| TASK DIRECTIONS |
Look for the line containing "Target: white armchair" in the entries below, then print that line and all that follow it exactly.
**********
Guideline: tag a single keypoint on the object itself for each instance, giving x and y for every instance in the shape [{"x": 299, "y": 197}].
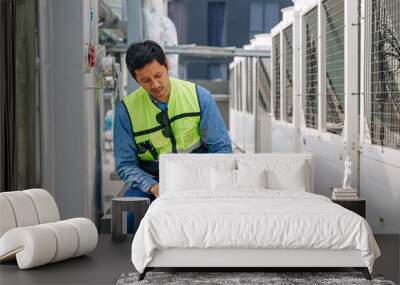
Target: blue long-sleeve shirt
[{"x": 213, "y": 133}]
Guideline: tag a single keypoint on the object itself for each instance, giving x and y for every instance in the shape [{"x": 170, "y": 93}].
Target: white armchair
[{"x": 31, "y": 230}]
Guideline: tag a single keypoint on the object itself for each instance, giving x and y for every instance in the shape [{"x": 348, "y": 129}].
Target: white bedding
[{"x": 250, "y": 218}]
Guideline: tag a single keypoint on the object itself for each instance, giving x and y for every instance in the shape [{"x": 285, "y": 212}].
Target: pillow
[
  {"x": 223, "y": 179},
  {"x": 251, "y": 178},
  {"x": 183, "y": 177},
  {"x": 282, "y": 174}
]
**********
| RESULT |
Target: white armchair
[{"x": 31, "y": 230}]
Guideline: tag a single keypoint on the object itself for each instance, giving x and y for every instance in the shape [{"x": 348, "y": 129}].
Target: white bedding
[{"x": 250, "y": 218}]
Guideline: tag a single keypoint on the object itself for each instance, giving x and y for every instance in the shape [{"x": 285, "y": 212}].
Target: pillow
[
  {"x": 223, "y": 179},
  {"x": 251, "y": 178},
  {"x": 183, "y": 177},
  {"x": 282, "y": 174}
]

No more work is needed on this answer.